Stored records:
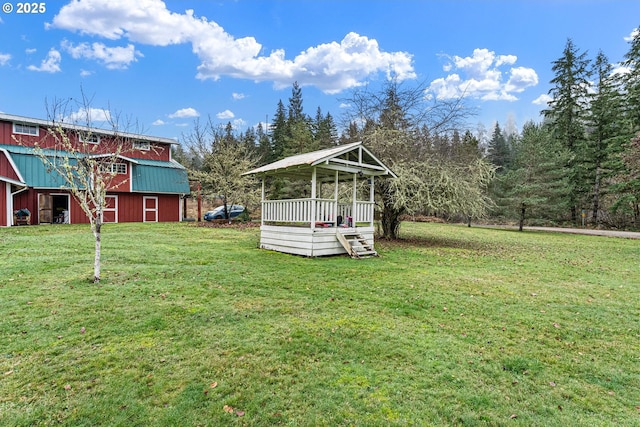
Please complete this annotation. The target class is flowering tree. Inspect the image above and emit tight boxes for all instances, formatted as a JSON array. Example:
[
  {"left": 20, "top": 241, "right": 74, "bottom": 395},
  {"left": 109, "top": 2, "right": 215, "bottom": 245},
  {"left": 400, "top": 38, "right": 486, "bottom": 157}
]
[{"left": 14, "top": 98, "right": 131, "bottom": 283}]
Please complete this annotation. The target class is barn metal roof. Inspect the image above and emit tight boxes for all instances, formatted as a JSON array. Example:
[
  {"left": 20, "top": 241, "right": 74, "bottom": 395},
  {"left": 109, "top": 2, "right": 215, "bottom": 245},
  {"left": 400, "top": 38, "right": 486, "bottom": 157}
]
[
  {"left": 243, "top": 141, "right": 396, "bottom": 178},
  {"left": 0, "top": 145, "right": 190, "bottom": 194},
  {"left": 0, "top": 113, "right": 178, "bottom": 145}
]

Required task: Rewrite all the records with "tight" replaced by "precise" and everything else left unchanged. Leave the pictures out.

Task solution:
Please complete this annotation. The target class is flowering tree. Inspect the image above and emit precise boxes for all instances, formatted as a JSON array. Example:
[
  {"left": 20, "top": 241, "right": 74, "bottom": 395},
  {"left": 109, "top": 2, "right": 215, "bottom": 245},
  {"left": 400, "top": 38, "right": 486, "bottom": 157}
]
[{"left": 14, "top": 98, "right": 131, "bottom": 283}]
Please complete this annotation. The target class is barn metal roof. Inspect the image above and emit precise boxes for all instances, formatted as a JSON array. Example:
[
  {"left": 20, "top": 241, "right": 74, "bottom": 395},
  {"left": 109, "top": 2, "right": 215, "bottom": 245},
  {"left": 400, "top": 38, "right": 486, "bottom": 157}
]
[
  {"left": 243, "top": 141, "right": 396, "bottom": 178},
  {"left": 0, "top": 145, "right": 190, "bottom": 194},
  {"left": 0, "top": 113, "right": 178, "bottom": 145}
]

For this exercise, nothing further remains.